- [PROBLEM DETAILS]
Duplicate each of the following entries line for line, with no changes.

--- START PROVIDED INFORMATION ---

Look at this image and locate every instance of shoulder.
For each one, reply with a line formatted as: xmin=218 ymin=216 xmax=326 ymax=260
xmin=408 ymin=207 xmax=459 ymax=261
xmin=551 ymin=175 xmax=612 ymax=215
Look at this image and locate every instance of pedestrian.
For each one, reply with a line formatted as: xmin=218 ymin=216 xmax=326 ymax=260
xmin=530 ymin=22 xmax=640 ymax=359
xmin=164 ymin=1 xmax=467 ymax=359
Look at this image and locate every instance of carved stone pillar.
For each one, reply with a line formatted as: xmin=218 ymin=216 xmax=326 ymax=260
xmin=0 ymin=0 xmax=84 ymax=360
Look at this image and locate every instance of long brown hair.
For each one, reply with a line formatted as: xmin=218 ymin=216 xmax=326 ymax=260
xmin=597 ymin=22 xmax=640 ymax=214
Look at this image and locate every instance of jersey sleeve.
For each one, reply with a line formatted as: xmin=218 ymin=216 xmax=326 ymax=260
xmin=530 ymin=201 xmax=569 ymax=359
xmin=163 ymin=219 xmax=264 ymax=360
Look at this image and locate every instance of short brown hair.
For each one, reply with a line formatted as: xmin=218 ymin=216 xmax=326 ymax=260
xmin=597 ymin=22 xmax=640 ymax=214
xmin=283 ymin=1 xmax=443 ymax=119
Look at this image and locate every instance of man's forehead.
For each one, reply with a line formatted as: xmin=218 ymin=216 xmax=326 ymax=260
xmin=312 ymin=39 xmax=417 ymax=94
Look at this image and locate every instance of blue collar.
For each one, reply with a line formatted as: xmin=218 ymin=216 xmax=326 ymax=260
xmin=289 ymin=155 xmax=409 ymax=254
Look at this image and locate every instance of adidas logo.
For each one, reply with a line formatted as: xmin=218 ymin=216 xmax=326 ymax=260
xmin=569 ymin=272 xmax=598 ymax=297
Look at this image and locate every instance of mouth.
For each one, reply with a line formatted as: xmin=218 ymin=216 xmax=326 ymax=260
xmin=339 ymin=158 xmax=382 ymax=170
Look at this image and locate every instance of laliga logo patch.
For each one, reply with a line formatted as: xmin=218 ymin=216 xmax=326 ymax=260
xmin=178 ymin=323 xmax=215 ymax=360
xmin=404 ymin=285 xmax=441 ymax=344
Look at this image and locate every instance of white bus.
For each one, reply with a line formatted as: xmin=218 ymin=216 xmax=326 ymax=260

--- END PROVIDED INFORMATION ---

- [FINISHED ANSWER]
Look at this image and locate every instance of shoulder.
For each one, reply with a line formatted as: xmin=218 ymin=216 xmax=326 ymax=260
xmin=408 ymin=207 xmax=459 ymax=261
xmin=551 ymin=175 xmax=612 ymax=215
Look at this image and locate every instance of pedestrian.
For each one, reply with a line formatted as: xmin=218 ymin=216 xmax=326 ymax=260
xmin=530 ymin=22 xmax=640 ymax=359
xmin=164 ymin=1 xmax=467 ymax=359
Look at this image and locate every instance of carved stone pillar.
For each one, reply with a line formatted as: xmin=218 ymin=216 xmax=326 ymax=260
xmin=0 ymin=0 xmax=84 ymax=360
Look at this image and locate every instance of long brown hair.
For each one, reply with a line formatted as: xmin=218 ymin=216 xmax=326 ymax=260
xmin=597 ymin=22 xmax=640 ymax=214
Look at this image and locate every instance of jersey sleeve.
For each one, reply with a line formatted as: xmin=218 ymin=216 xmax=326 ymax=260
xmin=530 ymin=201 xmax=569 ymax=359
xmin=163 ymin=219 xmax=264 ymax=360
Look at this image and locate every instance of short brown hair.
For each one, reply with a line formatted as: xmin=218 ymin=216 xmax=326 ymax=260
xmin=597 ymin=22 xmax=640 ymax=214
xmin=283 ymin=1 xmax=443 ymax=119
Look at this image and locate every instance of man's forehead.
For each one, reply with a line formatted as: xmin=218 ymin=216 xmax=326 ymax=260
xmin=312 ymin=39 xmax=417 ymax=94
Look at this image and locate every instance of blue collar.
For each one, reply with a line formatted as: xmin=218 ymin=216 xmax=326 ymax=260
xmin=289 ymin=155 xmax=409 ymax=254
Look at this image and locate every instance of adidas logo.
For each one, reply with a line formatted as: xmin=218 ymin=216 xmax=326 ymax=260
xmin=569 ymin=272 xmax=598 ymax=297
Look at this image and locate every instance of mouth.
For each one, reply with a line formatted as: xmin=218 ymin=216 xmax=326 ymax=260
xmin=339 ymin=158 xmax=382 ymax=170
Look at this image and locate every instance of laliga logo patch.
For each one, reply with a line formatted as: xmin=218 ymin=216 xmax=326 ymax=260
xmin=178 ymin=323 xmax=215 ymax=360
xmin=404 ymin=285 xmax=441 ymax=344
Look at this image and locate every instance of white bus.
For each one, reply with a line formatted as: xmin=218 ymin=216 xmax=326 ymax=260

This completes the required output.